Sunday School Series: Taking a Note from Paul in our Everyday Life

29 01 2017

Today’s scriptures come from Philippians 1:12-21, and are below:

Now I want you to know, brothers and sisters, that what has happened to me has actually served to advance the gospel. As a result, it has become clear throughout the whole palace guard and to everyone else that I am in chains for Christ. And because of my chains, most of the brothers and sisters have become confident in the Lord and dare all the more to proclaim the gospel without fear.

It is true that some preach Christ out of envy and rivalry, but others out of goodwill. The latter do so out of love, knowing that I am put here for the defense of the gospel. The former preach Christ out of selfish ambition, not sincerely, supposing that they can stir up trouble for me while I am in chains. But what does it matter? The important thing is that in every way, whether from false motives or true, Christ is preached. And because of this I rejoice.

Yes, and I will continue to rejoice, for I know that through your prayers and God’s provision of the Spirit of Jesus Christ what has happened to me will turn out for my deliverance.  I eagerly expect and hope that I will in no way be ashamed, but will have sufficient courage so that now as always Christ will be exalted in my body,whether by life or by death.  For to me, to live is Christ and to die is gain.

We have all heard the dramatic conversions stories where people have been on drugs, or have been alcoholics, or what have you, and then they meet Jesus.  Suddenly, their life is changed and their old devils are gone.  They tell their story, to anyone who hear.  Me?  I used to think that my own conversion story was nothing special to share.  I was and still attending the same church I’d attended all of my life.  I went to Sunday school and Wednesday night services.  I loved to be in the church from a young age, because I had fun, I loved hearing the stories of people being used by God to do great things.  My conversion story was just the natural result of people’s influence in my lives.  It was no surprise when I found Jesus, and got saved and got baptized.  I was just following the normal process of things.  And then I hear a story of this preacher, who was in jail.  He used to tear out pieces of paper and use it as rolling paper to get high.  Now he preaches about those papers.  And I heard that God’s mercy is big enough for all of us.

How does that happen?  God’s forgiveness to me, seems so obvious, so commonplace, how can it be so radical to others?  The message and the answer is simple:  It has nothing to do with you or I, and it has everything to do with the fact that what Jesus has done, it has the power to change lives.  At first, I got mad, because those “sinners” shouldn’t be covered by the same grace as I am.  But now I realize, that my focus was not on what I deserve, but what God is willing to give me.

## Information provided

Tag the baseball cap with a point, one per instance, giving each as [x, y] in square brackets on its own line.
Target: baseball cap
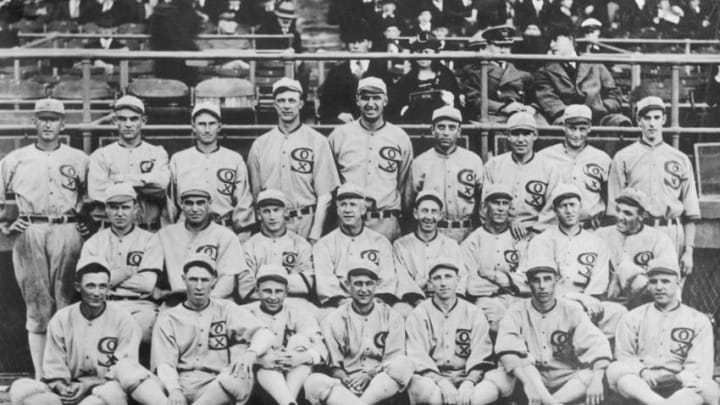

## Given instruction
Rewrite the Sunday school reflection, starting with "It is true that" and going on through "die is gain.", with "bonds" in place of "chains". The lines are separate material and have no connection to the Sunday school reflection.

## Output
It is true that some preach Christ out of envy and rivalry, but others out of goodwill. The latter do so out of love, knowing that I am put here for the defense of the gospel. The former preach Christ out of selfish ambition, not sincerely, supposing that they can stir up trouble for me while I am in bonds. But what does it matter? The important thing is that in every way, whether from false motives or true, Christ is preached. And because of this I rejoice.

Yes, and I will continue to rejoice, for I know that through your prayers and God’s provision of the Spirit of Jesus Christ what has happened to me will turn out for my deliverance.  I eagerly expect and hope that I will in no way be ashamed, but will have sufficient courage so that now as always Christ will be exalted in my body,whether by life or by death.  For to me, to live is Christ and to die is gain.